WHAT IS ASKED:
Write the next portion of the passage on Fan Bingbing and China in the decade after the Olympics, beginning after its final sentence.

Ten years on, things look very different. We know now that the Games were the start of a new push by the Communist Party to tighten its authoritarian grip on the country, which had loosened somewhat after the crackdowns of 1989. In the decade since the Olympics, China has doubled down on its use of extralegal detention and public surveillance. Millions of ethnic minority citizens are currently living in “reeducation” camps, and an ongoing media crackdown has sent novelists and journalists to prison while shifting regulatory control over commercial film and TV directly to the Communist Party Propaganda Department.
Nevertheless, the years following the Olympic Games were a good time to be Fan Bingbing. Her fame, and income, grew steadily throughout the late 2000s and early 2010s. As the actress made her first inroads into the international market, her global presence was developing in parallel to that of the Chinese film industry itself. And as a figurehead of the Middle Kingdom’s wishful dalliance with Hollywood hit making, Bingbing’s crossover to international superstardom seemed inevitable.

GIVEN DATA:
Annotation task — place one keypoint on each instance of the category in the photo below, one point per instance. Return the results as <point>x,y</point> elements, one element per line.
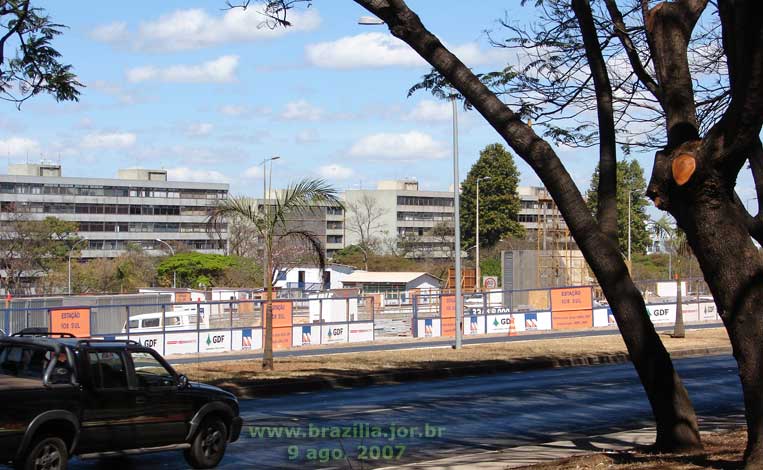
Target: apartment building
<point>407,214</point>
<point>139,207</point>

RESPONSE:
In 2017, Bingbing graced the cover of Time magazine, a year after she’d come in fifth on a list of the globe’s highest paid actors . But then, in 2018, she vanished. That June, a pair of duplicate contracts had leaked online, showing that she had been paid much more than she was reporting to the government for her work on Cell Phone 2, a highly anticipated Chinese dramedy. A tax investigation was launched, and in July Bingbing — who’d been omnipresent in news media for years — simply disappeared from public view.
Tall, with a slender jaw, a smooth complexion, aquiline nose, and cavernous coal-black eyes, Fan Bingbing was alluring and powerful, a fitting avatar for the material yearnings of China’s emergent middle class.
With no announcement forthcoming from the authorities, the world puzzled over her fate for three long months. Some speculated she’d fled the country. Most assumed she had been apprehended as part of an ongoing anti-corruption drive, in connection with a newly-formed government commission that was known to practice liuzhi, or “enforced disappearance.” As if to drive home a point, Fan scored “0%” last September on a state-backed research study that ranked Chinese celebrities on their level of “social responsibility.”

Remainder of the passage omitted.